» What is being asked
Rewrite every line from the one containing "Your task is to examine this image and locate whitecap." through the end of the items, inclusive, keeping the lines without coordinates as well. Scale each bounding-box coordinate by 0.85 and round it to a whole number, with halves rounded up.

Saved entries:
......

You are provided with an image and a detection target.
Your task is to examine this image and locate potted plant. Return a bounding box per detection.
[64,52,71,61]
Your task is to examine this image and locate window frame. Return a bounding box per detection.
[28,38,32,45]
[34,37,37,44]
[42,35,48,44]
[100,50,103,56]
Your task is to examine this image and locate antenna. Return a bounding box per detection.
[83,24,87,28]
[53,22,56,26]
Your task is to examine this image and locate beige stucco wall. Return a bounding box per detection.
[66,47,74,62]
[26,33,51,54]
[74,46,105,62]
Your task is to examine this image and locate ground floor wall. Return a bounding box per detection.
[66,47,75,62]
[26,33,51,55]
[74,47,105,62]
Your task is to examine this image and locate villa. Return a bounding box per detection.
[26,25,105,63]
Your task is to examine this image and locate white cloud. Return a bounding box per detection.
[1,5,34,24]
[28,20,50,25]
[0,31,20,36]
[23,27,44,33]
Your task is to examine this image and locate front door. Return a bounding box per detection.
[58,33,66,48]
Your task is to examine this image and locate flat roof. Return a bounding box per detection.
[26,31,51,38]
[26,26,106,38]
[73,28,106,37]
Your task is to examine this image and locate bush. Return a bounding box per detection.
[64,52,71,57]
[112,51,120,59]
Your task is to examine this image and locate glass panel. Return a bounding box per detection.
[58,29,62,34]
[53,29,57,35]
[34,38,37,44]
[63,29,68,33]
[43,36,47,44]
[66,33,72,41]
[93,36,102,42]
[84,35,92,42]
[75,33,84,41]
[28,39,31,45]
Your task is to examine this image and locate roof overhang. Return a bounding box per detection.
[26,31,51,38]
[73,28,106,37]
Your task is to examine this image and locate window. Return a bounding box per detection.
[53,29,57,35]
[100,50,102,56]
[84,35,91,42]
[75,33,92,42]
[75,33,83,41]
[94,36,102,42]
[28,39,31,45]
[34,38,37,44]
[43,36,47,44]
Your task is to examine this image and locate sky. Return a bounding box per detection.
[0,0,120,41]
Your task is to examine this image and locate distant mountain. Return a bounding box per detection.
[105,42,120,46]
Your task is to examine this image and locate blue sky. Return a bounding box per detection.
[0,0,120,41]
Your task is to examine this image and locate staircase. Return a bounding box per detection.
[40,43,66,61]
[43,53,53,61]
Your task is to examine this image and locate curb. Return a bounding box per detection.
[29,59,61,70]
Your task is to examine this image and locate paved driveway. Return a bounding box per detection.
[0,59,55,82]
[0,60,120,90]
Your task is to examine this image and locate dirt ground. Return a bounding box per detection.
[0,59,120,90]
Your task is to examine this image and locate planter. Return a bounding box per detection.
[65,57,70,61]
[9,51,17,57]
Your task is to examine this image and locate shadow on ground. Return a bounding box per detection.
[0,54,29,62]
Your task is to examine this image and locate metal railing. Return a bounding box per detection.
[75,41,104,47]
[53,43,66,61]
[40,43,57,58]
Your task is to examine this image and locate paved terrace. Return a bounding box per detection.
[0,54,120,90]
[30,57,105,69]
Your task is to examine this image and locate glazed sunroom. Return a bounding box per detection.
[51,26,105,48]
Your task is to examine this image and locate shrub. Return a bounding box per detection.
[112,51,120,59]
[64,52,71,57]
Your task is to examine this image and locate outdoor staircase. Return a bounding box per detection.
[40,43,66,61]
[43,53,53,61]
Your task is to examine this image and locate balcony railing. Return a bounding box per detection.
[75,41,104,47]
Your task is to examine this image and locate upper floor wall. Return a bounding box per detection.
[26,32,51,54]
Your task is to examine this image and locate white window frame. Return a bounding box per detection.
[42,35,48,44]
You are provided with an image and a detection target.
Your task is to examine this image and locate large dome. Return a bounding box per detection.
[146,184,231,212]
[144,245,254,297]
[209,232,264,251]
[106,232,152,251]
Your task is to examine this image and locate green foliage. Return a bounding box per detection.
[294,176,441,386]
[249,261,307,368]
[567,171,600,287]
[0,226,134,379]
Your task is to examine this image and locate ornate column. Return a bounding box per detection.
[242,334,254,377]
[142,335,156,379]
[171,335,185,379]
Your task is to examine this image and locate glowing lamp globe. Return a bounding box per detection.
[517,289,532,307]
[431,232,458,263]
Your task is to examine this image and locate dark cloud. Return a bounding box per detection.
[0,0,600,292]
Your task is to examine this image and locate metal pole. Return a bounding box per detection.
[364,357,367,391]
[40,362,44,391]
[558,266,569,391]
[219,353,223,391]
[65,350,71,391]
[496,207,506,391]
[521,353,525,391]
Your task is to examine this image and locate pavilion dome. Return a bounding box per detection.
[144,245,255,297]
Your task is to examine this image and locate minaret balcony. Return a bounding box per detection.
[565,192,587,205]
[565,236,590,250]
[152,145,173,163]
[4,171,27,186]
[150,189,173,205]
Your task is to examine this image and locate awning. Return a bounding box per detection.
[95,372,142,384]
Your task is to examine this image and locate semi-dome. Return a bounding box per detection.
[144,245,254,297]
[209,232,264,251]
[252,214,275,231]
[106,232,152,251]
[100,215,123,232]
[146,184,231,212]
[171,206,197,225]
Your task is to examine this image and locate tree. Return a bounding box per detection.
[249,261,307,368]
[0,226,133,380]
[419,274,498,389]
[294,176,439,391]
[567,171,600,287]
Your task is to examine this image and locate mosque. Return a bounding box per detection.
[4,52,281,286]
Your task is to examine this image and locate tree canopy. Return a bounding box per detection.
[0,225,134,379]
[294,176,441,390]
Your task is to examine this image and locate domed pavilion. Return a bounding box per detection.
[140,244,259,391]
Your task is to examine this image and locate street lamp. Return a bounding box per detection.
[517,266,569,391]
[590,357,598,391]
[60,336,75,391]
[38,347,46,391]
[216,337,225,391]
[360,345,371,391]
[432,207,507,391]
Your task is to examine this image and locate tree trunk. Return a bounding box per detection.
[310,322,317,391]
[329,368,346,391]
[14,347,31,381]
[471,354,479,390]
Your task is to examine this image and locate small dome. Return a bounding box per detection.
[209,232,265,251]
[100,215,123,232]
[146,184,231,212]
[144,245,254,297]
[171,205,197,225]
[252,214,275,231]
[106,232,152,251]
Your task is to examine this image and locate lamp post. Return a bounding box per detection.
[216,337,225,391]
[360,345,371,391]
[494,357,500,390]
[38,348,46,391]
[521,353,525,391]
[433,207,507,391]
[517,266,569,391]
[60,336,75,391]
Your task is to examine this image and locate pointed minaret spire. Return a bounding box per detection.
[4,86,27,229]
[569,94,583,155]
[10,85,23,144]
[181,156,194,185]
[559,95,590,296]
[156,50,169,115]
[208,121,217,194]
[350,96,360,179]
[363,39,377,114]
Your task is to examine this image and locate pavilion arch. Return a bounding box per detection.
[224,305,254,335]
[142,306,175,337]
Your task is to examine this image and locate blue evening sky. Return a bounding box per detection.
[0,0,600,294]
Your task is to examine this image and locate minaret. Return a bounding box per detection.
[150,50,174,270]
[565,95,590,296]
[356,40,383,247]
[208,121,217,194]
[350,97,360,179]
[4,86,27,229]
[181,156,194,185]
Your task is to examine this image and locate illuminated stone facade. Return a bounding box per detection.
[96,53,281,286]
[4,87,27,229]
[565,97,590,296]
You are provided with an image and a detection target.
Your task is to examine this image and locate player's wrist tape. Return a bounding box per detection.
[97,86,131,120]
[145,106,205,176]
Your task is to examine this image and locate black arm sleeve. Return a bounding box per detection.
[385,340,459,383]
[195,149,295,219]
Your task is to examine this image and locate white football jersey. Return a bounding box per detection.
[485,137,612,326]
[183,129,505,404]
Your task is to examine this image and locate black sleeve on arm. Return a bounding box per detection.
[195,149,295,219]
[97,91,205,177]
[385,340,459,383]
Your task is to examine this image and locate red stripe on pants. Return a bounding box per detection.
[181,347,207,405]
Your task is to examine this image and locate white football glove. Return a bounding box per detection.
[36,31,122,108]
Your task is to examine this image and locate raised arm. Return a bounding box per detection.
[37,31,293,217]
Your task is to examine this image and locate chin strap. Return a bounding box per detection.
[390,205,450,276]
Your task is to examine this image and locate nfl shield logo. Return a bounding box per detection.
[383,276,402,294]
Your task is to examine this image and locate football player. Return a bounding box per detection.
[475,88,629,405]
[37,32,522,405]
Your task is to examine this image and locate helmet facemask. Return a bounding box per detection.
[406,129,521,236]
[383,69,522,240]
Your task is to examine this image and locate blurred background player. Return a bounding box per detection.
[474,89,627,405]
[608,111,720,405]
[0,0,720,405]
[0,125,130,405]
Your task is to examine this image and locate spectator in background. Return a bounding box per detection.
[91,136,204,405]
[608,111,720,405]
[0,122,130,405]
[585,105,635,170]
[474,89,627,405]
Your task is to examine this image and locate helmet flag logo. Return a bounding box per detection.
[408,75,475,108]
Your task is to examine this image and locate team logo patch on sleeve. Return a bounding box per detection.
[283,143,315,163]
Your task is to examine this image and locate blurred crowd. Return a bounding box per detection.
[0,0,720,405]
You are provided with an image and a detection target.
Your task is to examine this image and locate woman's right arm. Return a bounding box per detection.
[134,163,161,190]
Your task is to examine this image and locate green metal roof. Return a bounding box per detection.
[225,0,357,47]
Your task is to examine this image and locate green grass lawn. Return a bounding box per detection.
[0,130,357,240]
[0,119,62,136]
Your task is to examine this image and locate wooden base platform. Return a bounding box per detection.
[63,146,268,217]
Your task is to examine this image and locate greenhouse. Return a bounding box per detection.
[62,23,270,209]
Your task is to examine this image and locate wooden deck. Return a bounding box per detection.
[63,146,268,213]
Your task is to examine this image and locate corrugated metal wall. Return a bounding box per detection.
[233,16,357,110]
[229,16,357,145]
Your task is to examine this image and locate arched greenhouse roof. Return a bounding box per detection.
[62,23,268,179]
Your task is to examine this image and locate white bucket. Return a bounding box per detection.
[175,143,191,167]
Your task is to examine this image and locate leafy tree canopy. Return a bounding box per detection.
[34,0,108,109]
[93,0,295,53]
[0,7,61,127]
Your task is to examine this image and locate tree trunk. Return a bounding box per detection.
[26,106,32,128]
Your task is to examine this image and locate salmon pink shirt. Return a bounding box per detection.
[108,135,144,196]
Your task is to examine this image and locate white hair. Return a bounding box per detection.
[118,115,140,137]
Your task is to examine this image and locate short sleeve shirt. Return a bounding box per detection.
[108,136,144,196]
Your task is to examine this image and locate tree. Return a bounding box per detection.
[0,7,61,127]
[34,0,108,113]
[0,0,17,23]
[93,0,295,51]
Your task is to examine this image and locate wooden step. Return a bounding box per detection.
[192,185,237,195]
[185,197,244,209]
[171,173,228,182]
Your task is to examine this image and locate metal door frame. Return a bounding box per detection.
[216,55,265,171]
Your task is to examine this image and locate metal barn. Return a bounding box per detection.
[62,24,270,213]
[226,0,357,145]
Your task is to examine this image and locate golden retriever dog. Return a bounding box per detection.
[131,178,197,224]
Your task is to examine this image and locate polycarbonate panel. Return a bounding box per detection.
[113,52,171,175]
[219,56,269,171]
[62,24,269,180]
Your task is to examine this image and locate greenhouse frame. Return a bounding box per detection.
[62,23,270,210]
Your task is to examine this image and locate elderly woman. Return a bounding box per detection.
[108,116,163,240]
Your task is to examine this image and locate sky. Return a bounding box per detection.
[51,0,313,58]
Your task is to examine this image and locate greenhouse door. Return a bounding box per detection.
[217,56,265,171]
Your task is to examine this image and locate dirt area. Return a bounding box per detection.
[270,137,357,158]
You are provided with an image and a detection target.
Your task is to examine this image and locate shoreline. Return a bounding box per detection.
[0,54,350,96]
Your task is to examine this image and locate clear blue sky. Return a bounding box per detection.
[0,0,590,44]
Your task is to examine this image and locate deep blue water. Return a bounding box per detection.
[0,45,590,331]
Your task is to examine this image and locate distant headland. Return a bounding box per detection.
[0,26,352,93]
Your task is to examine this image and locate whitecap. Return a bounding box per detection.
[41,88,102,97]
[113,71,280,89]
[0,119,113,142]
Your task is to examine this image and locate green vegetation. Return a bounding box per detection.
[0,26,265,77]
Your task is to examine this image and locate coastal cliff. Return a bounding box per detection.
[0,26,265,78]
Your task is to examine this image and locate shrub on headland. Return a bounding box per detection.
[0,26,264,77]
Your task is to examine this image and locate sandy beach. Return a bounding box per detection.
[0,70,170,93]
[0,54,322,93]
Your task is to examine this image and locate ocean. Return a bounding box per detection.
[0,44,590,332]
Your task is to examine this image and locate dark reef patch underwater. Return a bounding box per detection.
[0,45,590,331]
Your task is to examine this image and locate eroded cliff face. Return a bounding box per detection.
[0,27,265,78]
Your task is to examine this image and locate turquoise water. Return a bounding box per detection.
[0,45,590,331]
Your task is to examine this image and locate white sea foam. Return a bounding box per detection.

......

» Right answer
Your task is to examine this image and locate whitecap. Return a bounding box per detection.
[35,75,87,82]
[96,60,238,76]
[0,101,96,121]
Your task is to examine this image and locate green vegetation. Return a bounding box per detection.
[0,22,225,65]
Your task is to examine this image and locate coastal cliff. Return a bounding box per detection.
[0,22,225,66]
Your task is to examine this image and locate shrub on headland. Return a bounding box per detection.
[0,22,224,65]
Your task is to examine this image and locate sandy beach. Return a bounding box per detection.
[0,60,145,79]
[0,46,274,79]
Your task is to examine this image and locate ocean. Return a bounding box per detection.
[0,37,502,282]
Your task is to examine this image and locate dark reef patch underwater. Return a bounding box per detection.
[0,38,502,281]
Your task is to examine this image and locate eroded cliff face. Return a bounding box per detection.
[0,23,225,66]
Your task is to examine this image and locate turquoise water. Return a bounding box per detection.
[0,38,502,281]
Your task is to examine this image and locate white sea foam. Return a bounding box per detection.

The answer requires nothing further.